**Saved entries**
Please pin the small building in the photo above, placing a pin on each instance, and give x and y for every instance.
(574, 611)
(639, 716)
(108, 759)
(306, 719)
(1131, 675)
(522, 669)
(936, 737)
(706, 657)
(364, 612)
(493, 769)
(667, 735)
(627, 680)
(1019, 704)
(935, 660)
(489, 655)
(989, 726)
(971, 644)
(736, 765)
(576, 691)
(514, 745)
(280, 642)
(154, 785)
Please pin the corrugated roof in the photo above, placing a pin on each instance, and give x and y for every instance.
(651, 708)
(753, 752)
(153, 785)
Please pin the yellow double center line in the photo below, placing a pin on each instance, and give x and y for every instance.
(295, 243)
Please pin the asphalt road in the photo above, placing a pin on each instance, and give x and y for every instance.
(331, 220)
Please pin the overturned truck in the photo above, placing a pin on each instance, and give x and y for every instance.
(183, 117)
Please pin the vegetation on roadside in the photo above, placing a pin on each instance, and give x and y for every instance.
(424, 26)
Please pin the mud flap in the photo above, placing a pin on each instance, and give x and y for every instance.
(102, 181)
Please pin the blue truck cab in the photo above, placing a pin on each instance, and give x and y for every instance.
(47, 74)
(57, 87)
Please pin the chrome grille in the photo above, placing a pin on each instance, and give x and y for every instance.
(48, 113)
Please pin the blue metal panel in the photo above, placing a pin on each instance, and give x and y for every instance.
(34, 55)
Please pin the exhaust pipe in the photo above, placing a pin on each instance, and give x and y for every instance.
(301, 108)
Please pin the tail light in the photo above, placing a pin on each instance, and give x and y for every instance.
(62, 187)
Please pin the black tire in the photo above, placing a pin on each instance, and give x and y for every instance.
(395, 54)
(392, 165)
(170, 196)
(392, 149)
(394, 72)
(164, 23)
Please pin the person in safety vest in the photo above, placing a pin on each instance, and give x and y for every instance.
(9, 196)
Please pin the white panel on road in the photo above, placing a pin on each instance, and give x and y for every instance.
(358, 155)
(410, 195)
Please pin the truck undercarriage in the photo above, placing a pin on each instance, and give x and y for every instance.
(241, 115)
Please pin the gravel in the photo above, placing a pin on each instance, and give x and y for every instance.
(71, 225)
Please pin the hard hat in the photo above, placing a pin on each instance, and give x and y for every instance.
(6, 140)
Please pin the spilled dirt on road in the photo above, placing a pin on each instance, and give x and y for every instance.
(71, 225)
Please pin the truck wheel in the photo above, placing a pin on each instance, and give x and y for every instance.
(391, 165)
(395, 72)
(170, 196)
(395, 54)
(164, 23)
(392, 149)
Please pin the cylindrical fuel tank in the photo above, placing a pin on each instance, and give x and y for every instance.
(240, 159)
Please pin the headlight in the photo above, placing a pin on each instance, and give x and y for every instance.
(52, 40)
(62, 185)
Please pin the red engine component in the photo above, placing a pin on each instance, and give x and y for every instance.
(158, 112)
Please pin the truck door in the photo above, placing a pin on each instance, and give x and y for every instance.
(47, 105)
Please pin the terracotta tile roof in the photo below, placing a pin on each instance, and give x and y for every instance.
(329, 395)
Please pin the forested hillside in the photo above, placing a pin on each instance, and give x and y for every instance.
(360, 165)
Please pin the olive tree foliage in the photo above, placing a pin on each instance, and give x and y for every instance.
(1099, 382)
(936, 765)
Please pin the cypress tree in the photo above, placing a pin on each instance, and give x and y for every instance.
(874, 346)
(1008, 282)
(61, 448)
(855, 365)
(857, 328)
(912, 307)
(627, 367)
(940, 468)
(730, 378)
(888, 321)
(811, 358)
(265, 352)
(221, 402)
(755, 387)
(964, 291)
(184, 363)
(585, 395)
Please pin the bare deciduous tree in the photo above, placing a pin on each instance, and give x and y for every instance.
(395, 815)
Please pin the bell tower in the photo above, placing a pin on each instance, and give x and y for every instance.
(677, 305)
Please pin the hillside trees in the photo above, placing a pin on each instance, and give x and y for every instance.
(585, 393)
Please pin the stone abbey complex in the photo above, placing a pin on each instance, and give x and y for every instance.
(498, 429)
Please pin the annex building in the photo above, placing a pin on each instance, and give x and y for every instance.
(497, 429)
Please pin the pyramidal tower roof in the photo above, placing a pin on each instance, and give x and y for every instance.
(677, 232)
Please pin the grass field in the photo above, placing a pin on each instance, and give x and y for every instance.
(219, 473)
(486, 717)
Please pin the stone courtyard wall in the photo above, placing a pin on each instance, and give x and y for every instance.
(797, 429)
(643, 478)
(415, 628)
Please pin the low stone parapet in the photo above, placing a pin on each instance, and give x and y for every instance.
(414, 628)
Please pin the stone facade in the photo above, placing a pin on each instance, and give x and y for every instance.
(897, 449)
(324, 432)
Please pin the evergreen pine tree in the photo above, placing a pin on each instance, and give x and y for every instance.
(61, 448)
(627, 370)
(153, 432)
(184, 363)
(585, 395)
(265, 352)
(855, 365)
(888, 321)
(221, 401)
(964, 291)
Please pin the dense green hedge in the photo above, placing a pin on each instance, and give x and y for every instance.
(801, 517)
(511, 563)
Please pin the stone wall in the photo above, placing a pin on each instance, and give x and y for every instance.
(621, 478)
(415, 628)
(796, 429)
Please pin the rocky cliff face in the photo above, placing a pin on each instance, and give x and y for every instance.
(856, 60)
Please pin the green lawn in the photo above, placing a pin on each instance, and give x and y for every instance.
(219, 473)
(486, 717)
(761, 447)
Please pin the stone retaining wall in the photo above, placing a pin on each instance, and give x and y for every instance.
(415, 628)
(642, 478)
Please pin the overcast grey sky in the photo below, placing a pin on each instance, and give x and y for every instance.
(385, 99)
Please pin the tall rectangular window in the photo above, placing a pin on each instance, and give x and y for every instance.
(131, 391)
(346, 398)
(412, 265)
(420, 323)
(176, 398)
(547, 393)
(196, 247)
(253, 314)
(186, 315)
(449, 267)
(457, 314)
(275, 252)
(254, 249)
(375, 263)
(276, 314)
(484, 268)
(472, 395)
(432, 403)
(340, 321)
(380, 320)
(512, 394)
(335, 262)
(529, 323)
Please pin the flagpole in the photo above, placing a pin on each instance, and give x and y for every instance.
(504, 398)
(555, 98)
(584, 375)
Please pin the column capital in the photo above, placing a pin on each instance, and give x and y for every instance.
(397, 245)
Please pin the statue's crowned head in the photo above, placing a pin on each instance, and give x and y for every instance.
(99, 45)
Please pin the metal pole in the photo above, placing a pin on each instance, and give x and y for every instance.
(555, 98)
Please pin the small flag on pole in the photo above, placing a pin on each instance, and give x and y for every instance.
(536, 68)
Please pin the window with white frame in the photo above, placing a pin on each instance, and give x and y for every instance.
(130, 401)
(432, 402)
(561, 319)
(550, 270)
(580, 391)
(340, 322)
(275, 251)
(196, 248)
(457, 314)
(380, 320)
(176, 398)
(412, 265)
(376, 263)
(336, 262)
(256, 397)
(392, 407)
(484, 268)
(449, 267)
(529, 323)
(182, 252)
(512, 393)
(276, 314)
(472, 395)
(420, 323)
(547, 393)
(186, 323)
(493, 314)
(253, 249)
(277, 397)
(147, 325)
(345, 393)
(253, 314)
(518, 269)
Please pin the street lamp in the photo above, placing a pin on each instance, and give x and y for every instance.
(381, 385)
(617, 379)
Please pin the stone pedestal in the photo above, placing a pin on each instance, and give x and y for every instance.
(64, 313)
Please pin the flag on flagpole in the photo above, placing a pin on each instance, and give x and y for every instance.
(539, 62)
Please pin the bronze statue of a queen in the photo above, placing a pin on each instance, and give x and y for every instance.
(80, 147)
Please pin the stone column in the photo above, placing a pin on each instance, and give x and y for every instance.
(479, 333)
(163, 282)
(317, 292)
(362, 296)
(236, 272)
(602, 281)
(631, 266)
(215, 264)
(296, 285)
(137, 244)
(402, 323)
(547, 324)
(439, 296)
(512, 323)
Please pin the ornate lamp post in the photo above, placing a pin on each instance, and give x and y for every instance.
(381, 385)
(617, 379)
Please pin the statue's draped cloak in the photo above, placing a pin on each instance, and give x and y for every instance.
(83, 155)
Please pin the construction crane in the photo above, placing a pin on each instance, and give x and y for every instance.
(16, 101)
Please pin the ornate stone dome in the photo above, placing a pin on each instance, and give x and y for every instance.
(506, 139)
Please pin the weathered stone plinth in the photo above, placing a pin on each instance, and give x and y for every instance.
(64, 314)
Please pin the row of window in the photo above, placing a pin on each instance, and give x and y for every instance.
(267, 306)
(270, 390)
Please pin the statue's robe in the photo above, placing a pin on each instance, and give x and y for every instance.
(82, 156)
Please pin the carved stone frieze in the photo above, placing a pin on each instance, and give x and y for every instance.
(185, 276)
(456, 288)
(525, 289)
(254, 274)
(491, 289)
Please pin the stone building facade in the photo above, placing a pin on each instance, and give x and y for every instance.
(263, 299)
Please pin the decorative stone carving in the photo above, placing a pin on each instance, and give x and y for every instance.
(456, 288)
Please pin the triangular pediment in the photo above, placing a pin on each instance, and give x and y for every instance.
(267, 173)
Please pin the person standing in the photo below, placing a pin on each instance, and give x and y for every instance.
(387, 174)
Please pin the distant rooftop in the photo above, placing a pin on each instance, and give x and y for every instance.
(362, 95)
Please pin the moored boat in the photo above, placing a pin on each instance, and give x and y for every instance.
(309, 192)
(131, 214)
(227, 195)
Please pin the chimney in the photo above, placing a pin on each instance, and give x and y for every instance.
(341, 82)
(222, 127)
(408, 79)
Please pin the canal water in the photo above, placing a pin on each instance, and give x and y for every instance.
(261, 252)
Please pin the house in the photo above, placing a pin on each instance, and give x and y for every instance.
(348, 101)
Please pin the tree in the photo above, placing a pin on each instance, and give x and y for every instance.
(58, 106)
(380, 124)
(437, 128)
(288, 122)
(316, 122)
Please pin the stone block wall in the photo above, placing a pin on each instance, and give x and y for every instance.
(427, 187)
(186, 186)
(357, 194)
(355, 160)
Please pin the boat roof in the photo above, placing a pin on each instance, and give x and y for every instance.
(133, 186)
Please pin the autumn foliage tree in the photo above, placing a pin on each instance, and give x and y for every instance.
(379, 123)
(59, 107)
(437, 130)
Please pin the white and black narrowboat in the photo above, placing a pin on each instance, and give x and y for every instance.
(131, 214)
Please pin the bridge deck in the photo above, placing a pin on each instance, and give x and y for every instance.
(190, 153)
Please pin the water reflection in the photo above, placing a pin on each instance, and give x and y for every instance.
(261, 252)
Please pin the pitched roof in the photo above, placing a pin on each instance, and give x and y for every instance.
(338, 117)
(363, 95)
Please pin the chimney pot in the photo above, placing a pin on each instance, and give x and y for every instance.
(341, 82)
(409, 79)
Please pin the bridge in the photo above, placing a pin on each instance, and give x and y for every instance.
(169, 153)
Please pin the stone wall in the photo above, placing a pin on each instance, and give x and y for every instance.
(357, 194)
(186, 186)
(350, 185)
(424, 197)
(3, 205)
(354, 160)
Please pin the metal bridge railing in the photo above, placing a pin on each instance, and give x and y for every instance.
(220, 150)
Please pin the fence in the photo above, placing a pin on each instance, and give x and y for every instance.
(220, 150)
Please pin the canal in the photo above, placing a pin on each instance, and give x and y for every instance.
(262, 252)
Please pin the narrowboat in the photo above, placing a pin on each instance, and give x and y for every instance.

**Problem requirements**
Quote exactly and only the lines from the one holding "Please pin the metal bridge" through the end of the data.

**Finished task**
Please pin the metal bridge railing in the photo above, placing a pin on each instance, and give x and y for every instance.
(220, 150)
Please pin the fence in the photo above, placing a pin on each instance, and give x and y for every instance.
(220, 150)
Please pin the canal in the photo above, placing a pin on each instance, and give x and y for every instance.
(262, 252)
Please pin the narrowboat in the photo above, placing a pin on each instance, and give x and y for every instance.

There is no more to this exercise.